START Dataset content
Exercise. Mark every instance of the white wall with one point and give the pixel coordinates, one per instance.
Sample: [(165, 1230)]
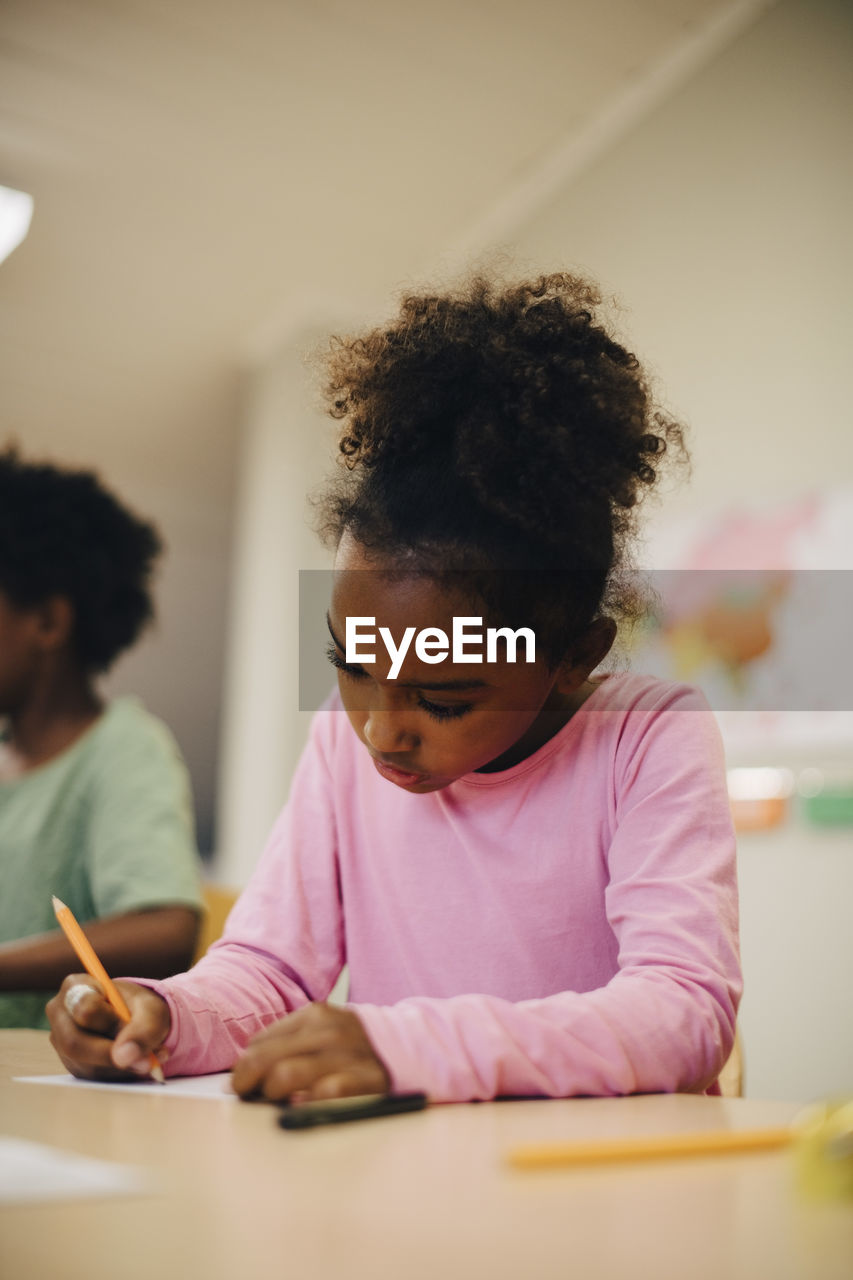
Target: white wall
[(723, 220), (286, 448)]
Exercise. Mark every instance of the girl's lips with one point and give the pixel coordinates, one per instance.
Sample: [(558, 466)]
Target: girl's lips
[(402, 777)]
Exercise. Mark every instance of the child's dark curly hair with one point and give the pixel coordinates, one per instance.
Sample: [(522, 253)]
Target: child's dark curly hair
[(500, 426), (63, 534)]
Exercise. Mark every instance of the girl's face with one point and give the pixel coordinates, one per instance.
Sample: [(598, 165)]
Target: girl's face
[(434, 723)]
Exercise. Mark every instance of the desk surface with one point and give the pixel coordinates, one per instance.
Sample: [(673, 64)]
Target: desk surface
[(406, 1198)]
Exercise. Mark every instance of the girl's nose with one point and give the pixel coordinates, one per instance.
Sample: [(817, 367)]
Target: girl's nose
[(386, 731)]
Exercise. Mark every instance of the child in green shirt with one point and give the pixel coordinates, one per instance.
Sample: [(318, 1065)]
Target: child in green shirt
[(95, 801)]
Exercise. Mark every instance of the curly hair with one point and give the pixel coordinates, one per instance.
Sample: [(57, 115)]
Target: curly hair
[(62, 533), (500, 426)]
END Dataset content
Wherever the string "Sample" appears in a line of the records, copy that line.

Sample: [(165, 1230)]
Sample: [(558, 466)]
Sample: [(522, 253)]
Sample: [(598, 165)]
Sample: [(673, 64)]
Sample: [(817, 367)]
Sample: [(318, 1065)]
Sample: [(57, 115)]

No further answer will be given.